• [SHORT TASK] Pick out each line of the material below that contains the string "rear", and copy those lines in full.

• [PROVIDED ENTRIES]
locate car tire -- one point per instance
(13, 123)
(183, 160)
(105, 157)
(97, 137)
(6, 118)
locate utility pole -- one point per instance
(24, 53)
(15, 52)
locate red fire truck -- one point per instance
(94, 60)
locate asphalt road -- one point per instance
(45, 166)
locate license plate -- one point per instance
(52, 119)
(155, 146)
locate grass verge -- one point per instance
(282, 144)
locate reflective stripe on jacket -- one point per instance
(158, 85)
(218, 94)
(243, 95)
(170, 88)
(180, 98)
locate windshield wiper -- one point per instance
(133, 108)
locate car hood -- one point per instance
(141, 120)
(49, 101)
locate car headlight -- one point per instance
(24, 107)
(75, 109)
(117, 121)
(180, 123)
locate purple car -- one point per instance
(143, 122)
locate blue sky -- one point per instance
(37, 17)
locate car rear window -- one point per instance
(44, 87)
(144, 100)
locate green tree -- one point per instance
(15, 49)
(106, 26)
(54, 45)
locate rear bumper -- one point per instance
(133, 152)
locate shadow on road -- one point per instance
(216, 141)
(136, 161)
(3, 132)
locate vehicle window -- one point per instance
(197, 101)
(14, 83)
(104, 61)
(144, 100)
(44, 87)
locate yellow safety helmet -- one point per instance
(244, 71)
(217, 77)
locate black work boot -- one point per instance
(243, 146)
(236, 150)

---

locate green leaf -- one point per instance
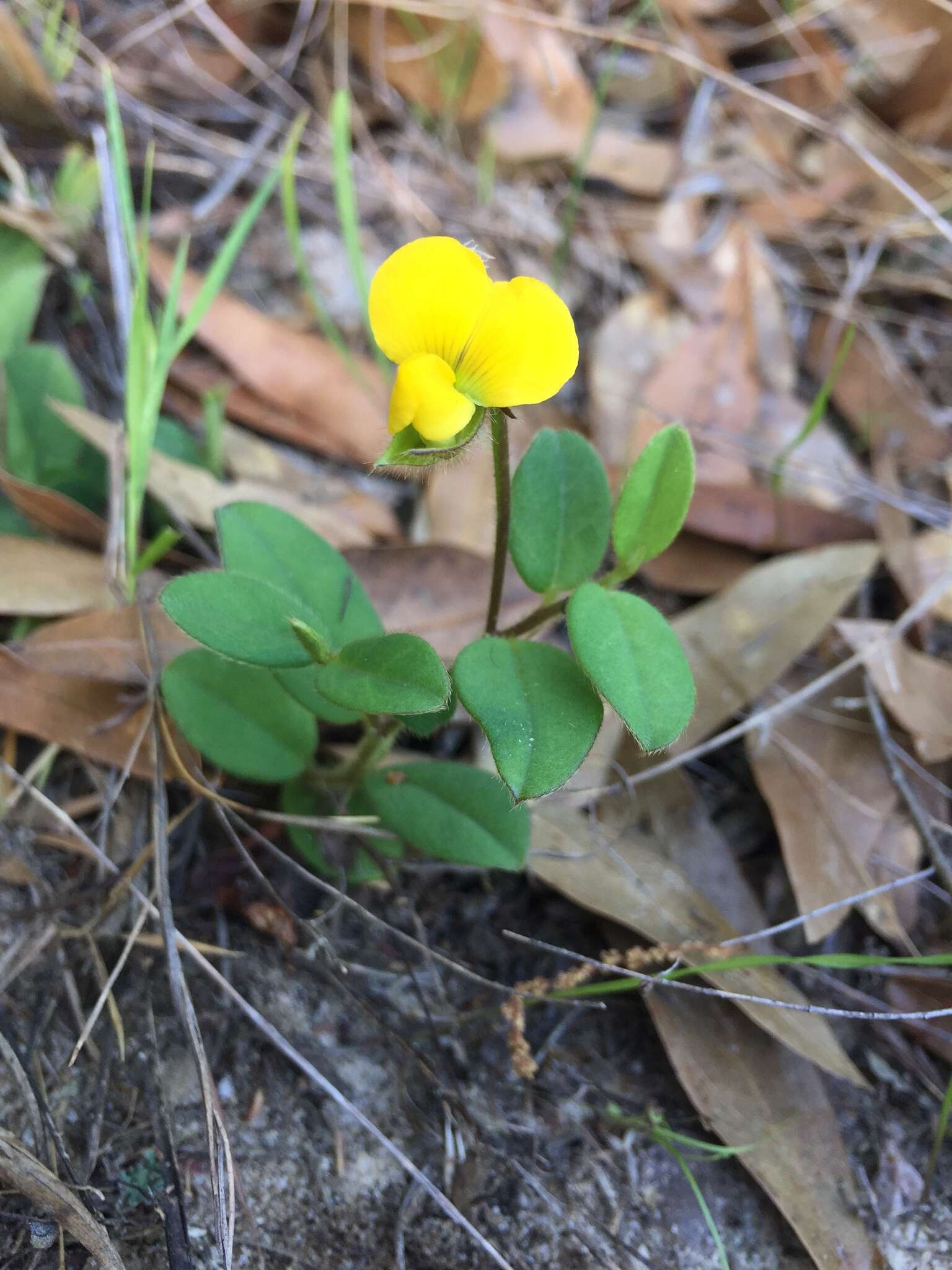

==

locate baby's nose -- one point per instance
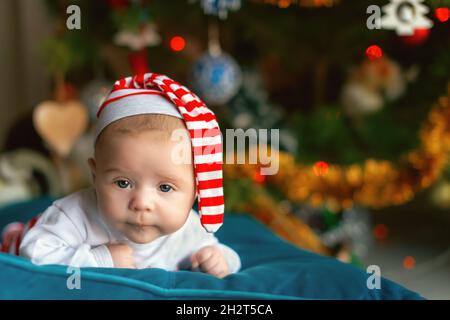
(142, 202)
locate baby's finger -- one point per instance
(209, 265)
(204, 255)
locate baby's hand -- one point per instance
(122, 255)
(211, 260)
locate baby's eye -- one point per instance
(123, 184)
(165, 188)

• [OUTPUT FOR THIS EXERCISE]
locate car rear window -- one point per instance
locate rear bumper -- one point per instance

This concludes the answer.